Set out every line of the entries below as a Markdown table with two columns, No and Line. Number the rows and skip any blank lines.
* start DATASET EXTRACT *
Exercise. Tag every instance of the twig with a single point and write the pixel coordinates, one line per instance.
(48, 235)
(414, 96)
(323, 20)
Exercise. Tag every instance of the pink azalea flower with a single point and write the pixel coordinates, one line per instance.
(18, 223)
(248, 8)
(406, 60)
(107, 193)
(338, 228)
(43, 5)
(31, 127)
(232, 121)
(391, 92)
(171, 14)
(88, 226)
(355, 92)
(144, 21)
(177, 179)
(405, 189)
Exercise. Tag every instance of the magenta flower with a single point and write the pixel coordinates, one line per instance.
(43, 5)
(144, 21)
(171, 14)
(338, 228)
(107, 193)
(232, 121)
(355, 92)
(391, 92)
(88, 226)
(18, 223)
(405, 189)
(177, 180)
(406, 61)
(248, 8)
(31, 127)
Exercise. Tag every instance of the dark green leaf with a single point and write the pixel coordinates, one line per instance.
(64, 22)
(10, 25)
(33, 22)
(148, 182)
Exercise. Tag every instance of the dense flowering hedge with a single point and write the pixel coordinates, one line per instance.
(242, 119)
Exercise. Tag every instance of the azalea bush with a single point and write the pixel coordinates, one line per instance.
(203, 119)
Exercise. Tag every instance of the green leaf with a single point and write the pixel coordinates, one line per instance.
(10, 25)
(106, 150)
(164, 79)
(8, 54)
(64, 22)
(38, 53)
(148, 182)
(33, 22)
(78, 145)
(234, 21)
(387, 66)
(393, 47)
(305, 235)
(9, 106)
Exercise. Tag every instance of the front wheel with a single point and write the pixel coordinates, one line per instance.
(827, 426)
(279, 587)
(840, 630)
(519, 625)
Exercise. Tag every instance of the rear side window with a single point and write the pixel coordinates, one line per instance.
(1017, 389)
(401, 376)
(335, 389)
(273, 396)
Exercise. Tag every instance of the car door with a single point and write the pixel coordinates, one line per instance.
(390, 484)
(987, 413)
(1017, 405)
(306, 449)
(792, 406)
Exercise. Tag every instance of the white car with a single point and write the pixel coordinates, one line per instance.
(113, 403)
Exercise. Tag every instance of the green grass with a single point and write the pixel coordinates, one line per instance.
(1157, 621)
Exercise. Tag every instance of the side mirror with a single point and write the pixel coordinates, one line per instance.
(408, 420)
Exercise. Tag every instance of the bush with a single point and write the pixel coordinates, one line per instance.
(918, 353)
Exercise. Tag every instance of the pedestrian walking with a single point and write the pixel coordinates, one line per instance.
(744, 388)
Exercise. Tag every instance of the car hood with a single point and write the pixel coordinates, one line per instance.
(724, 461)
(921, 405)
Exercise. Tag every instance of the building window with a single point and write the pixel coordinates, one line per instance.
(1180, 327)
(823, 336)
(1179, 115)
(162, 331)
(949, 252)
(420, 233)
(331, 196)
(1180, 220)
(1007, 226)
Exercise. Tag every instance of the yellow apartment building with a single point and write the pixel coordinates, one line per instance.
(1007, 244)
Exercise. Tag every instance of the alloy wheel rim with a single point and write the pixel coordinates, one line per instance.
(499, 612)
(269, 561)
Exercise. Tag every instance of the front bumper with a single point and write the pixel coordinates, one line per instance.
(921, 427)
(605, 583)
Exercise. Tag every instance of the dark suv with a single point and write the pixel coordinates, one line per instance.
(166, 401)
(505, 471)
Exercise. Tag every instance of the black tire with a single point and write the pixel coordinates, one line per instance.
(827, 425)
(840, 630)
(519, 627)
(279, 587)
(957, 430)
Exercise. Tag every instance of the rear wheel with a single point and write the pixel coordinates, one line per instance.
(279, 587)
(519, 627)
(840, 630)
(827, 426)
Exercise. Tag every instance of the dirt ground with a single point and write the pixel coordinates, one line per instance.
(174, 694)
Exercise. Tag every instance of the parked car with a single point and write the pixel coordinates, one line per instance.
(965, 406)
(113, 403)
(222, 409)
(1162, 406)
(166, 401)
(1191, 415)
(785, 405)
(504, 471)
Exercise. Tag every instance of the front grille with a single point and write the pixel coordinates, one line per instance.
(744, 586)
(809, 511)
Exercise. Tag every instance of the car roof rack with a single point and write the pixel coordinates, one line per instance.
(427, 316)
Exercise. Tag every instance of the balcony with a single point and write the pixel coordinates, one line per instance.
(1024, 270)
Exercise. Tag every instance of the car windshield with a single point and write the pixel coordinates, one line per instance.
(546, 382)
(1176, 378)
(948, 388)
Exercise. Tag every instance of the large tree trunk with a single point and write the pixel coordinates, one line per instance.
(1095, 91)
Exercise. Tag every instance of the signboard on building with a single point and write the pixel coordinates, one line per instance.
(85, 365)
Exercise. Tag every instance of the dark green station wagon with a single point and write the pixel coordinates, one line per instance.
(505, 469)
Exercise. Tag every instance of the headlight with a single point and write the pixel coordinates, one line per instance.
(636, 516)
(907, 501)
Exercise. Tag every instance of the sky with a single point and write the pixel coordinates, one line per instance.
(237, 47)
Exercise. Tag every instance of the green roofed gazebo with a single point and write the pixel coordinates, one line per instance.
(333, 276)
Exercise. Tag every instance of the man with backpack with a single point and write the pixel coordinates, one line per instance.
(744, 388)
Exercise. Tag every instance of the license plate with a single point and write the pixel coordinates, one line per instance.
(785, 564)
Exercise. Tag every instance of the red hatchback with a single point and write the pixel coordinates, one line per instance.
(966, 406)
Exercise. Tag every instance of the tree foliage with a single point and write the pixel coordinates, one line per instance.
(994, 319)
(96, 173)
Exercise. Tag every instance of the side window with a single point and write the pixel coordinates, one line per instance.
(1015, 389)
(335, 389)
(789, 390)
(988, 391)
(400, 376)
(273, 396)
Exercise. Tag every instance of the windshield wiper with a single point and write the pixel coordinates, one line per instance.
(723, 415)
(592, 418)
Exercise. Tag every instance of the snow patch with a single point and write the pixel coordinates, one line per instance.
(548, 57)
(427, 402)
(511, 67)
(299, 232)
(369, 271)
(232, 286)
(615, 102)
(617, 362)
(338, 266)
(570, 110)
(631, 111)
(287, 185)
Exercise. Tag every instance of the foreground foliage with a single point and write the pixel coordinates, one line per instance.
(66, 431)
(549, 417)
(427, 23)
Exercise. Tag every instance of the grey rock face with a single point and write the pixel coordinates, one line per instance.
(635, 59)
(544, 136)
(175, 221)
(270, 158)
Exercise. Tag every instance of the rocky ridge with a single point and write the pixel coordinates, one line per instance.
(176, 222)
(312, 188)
* end DATASET EXTRACT *
> WRITTEN SOLUTION
| No | Line |
|---|---|
| 1 | Exercise. Tag every instance of the twig with a single point and write the pixel coordinates, one line per instance. |
| 2 | (48, 235) |
| 3 | (414, 96) |
| 4 | (323, 20) |
| 5 | Exercise. Tag every instance of the pink azalea flower with a single point and write the pixel coordinates, one line per instance. |
| 6 | (18, 223) |
| 7 | (248, 8) |
| 8 | (406, 60) |
| 9 | (107, 193) |
| 10 | (338, 228) |
| 11 | (43, 5) |
| 12 | (31, 127) |
| 13 | (232, 121) |
| 14 | (391, 92) |
| 15 | (171, 14) |
| 16 | (88, 226) |
| 17 | (355, 92) |
| 18 | (144, 21) |
| 19 | (177, 179) |
| 20 | (405, 189) |
| 21 | Exercise. Tag every instance of the magenta flower with a single point and write the pixel coordinates, one line per instance. |
| 22 | (43, 5) |
| 23 | (144, 21) |
| 24 | (171, 14) |
| 25 | (338, 228) |
| 26 | (107, 193) |
| 27 | (232, 121) |
| 28 | (355, 92) |
| 29 | (391, 92) |
| 30 | (88, 226) |
| 31 | (18, 223) |
| 32 | (405, 189) |
| 33 | (177, 180) |
| 34 | (406, 61) |
| 35 | (248, 8) |
| 36 | (31, 127) |
| 37 | Exercise. Tag every instance of the dark green leaf with a single point and write the pixel coordinates, one line per instance. |
| 38 | (64, 22) |
| 39 | (10, 25) |
| 40 | (33, 22) |
| 41 | (148, 182) |
| 42 | Exercise. Tag every instance of the dense flowering hedge with a single point and write the pixel coordinates, one line per instance. |
| 43 | (242, 119) |
| 44 | Exercise. Tag every instance of the azalea bush with a single point and write the pixel coordinates, one line per instance. |
| 45 | (203, 119) |
| 46 | Exercise. Tag every instance of the green leaf with a single point and write the pixel coordinates, one line per instance. |
| 47 | (10, 25) |
| 48 | (106, 150) |
| 49 | (164, 79) |
| 50 | (8, 54) |
| 51 | (64, 22) |
| 52 | (38, 53) |
| 53 | (148, 182) |
| 54 | (33, 22) |
| 55 | (78, 145) |
| 56 | (234, 21) |
| 57 | (387, 66) |
| 58 | (393, 47) |
| 59 | (305, 235) |
| 60 | (9, 106) |
| 61 | Exercise. Tag every instance of the front wheel with a single point and write the pixel coordinates, one line per instance. |
| 62 | (827, 426) |
| 63 | (279, 587) |
| 64 | (840, 630) |
| 65 | (519, 625) |
| 66 | Exercise. Tag every instance of the rear side window with a single point and write the pixel coordinates, one line per instance. |
| 67 | (1017, 389) |
| 68 | (401, 376) |
| 69 | (335, 389) |
| 70 | (273, 396) |
| 71 | Exercise. Tag every instance of the car door with a single point and write the pixel coordinates, one line per instance. |
| 72 | (390, 484) |
| 73 | (987, 413) |
| 74 | (1017, 405) |
| 75 | (306, 449) |
| 76 | (792, 406) |
| 77 | Exercise. Tag every instance of the white car with a single point and write the pixel coordinates, one line per instance. |
| 78 | (113, 403) |
| 79 | Exercise. Tag every instance of the green grass with a single point and write the pixel coordinates, one line per instance. |
| 80 | (1157, 621) |
| 81 | Exercise. Tag every instance of the side mirror with a single point and write the pixel coordinates, one line per instance. |
| 82 | (408, 420) |
| 83 | Exercise. Tag every instance of the bush with a single point and write the pixel coordinates, one line per instance. |
| 84 | (918, 353) |
| 85 | Exercise. Tag every instance of the pedestrian walking with a single point and write the pixel coordinates, one line per instance. |
| 86 | (744, 388) |
| 87 | Exercise. Tag every instance of the car hood with a single point and write the pixel coordinates, one line per instance. |
| 88 | (724, 461) |
| 89 | (921, 405) |
| 90 | Exercise. Tag every instance of the building window with a single point and write the pixel coordinates, one line per instance. |
| 91 | (1180, 327) |
| 92 | (823, 336) |
| 93 | (1179, 115) |
| 94 | (162, 331) |
| 95 | (949, 252) |
| 96 | (420, 233) |
| 97 | (331, 196) |
| 98 | (1180, 220) |
| 99 | (1007, 226) |
| 100 | Exercise. Tag every instance of the yellow apartment building with a single point and write the pixel coordinates, one line per instance. |
| 101 | (1007, 244) |
| 102 | Exercise. Tag every instance of the alloy wheel rim with a single point and write the pixel coordinates, one line per instance. |
| 103 | (499, 612) |
| 104 | (269, 561) |
| 105 | Exercise. Tag every instance of the front bumper with a single point and write the pixel coordinates, one line per instance. |
| 106 | (921, 427) |
| 107 | (605, 583) |
| 108 | Exercise. Tag every instance of the dark suv with a single point and write the pixel coordinates, one line per instance. |
| 109 | (166, 401) |
| 110 | (505, 471) |
| 111 | Exercise. Tag every instance of the black tire with a single point and write the pixel coordinates, one line per instance. |
| 112 | (827, 425) |
| 113 | (840, 630) |
| 114 | (519, 627) |
| 115 | (279, 587) |
| 116 | (957, 430) |
| 117 | Exercise. Tag every instance of the rear wheel with a single point and write the pixel coordinates, one line per instance. |
| 118 | (279, 587) |
| 119 | (519, 627) |
| 120 | (840, 630) |
| 121 | (827, 426) |
| 122 | Exercise. Tag every instance of the dirt ground with a single point and write the pixel coordinates, one line per instance. |
| 123 | (174, 694) |
| 124 | Exercise. Tag every instance of the parked car with a single point and write the pixel coordinates, one line per instance. |
| 125 | (965, 406) |
| 126 | (113, 403) |
| 127 | (222, 409) |
| 128 | (1162, 406) |
| 129 | (166, 401) |
| 130 | (1191, 415) |
| 131 | (785, 405) |
| 132 | (504, 471) |
| 133 | Exercise. Tag every instance of the front grille with a single point and write the pixel coordinates, one line per instance. |
| 134 | (744, 586) |
| 135 | (809, 511) |
| 136 | Exercise. Tag every instance of the car roof rack with a single point and write the pixel coordinates, one line per instance. |
| 137 | (427, 316) |
| 138 | Exercise. Tag every instance of the balcony with a single point and write the pixel coordinates, one line per instance. |
| 139 | (1024, 270) |
| 140 | Exercise. Tag every instance of the car windshield with a single point and write the pixel coordinates, one line per instance. |
| 141 | (546, 382) |
| 142 | (1176, 378) |
| 143 | (948, 388) |
| 144 | Exercise. Tag every instance of the large tree trunk with a single point and write the pixel coordinates, one line per instance. |
| 145 | (1095, 91) |
| 146 | Exercise. Tag every instance of the signboard on building with a single point and write the pixel coordinates, one line per instance. |
| 147 | (85, 365) |
| 148 | Exercise. Tag every instance of the dark green station wagon with a single point and write the pixel coordinates, one line per instance. |
| 149 | (505, 469) |
| 150 | Exercise. Tag every instance of the headlight with a single point and write the pixel coordinates, one line per instance. |
| 151 | (636, 516) |
| 152 | (907, 501) |
| 153 | Exercise. Tag every instance of the sky with a single point and write the pixel coordinates, one line per instance. |
| 154 | (237, 47) |
| 155 | Exercise. Tag every instance of the green roofed gazebo with a single point and write the pixel coordinates, one line per instance. |
| 156 | (333, 276) |
| 157 | Exercise. Tag every instance of the man with backpack with a single point and write the pixel coordinates, one line per instance. |
| 158 | (744, 388) |
| 159 | Exercise. Tag every instance of the license plate with a single point and write the pixel coordinates, one line per instance. |
| 160 | (785, 564) |
| 161 | Exercise. Tag every instance of the red hatchback with a single point and write the pixel coordinates, one line per instance. |
| 162 | (966, 406) |
| 163 | Exercise. Tag every instance of the tree foliage with a single point and write the pixel coordinates, one line per instance. |
| 164 | (994, 319) |
| 165 | (96, 173) |
| 166 | Exercise. Tag every instance of the side window with a single point and write the pixel coordinates, one line per instance. |
| 167 | (1015, 389) |
| 168 | (335, 389) |
| 169 | (789, 390) |
| 170 | (988, 391) |
| 171 | (400, 376) |
| 172 | (273, 396) |
| 173 | Exercise. Tag every instance of the windshield wiper with a single point and write the pixel coordinates, one line per instance. |
| 174 | (723, 415) |
| 175 | (592, 418) |
| 176 | Exercise. Tag every instance of the snow patch with a single point and write the pixel coordinates, one line per instance. |
| 177 | (548, 57) |
| 178 | (427, 402) |
| 179 | (511, 67) |
| 180 | (299, 232) |
| 181 | (369, 271) |
| 182 | (232, 286) |
| 183 | (615, 102) |
| 184 | (617, 362) |
| 185 | (338, 266) |
| 186 | (570, 110) |
| 187 | (631, 111) |
| 188 | (287, 185) |
| 189 | Exercise. Tag every instance of the foreground foliage with a single point and write the pixel coordinates, one line per instance. |
| 190 | (66, 431) |
| 191 | (549, 417) |
| 192 | (427, 23) |
| 193 | Exercise. Tag every instance of the grey rock face with a single point and write the pixel coordinates, one line per instance. |
| 194 | (635, 59) |
| 195 | (544, 136) |
| 196 | (175, 221) |
| 197 | (270, 158) |
| 198 | Exercise. Tag every instance of the rocky ridge with a single point and write the pixel coordinates, one line per instance. |
| 199 | (176, 222) |
| 200 | (312, 188) |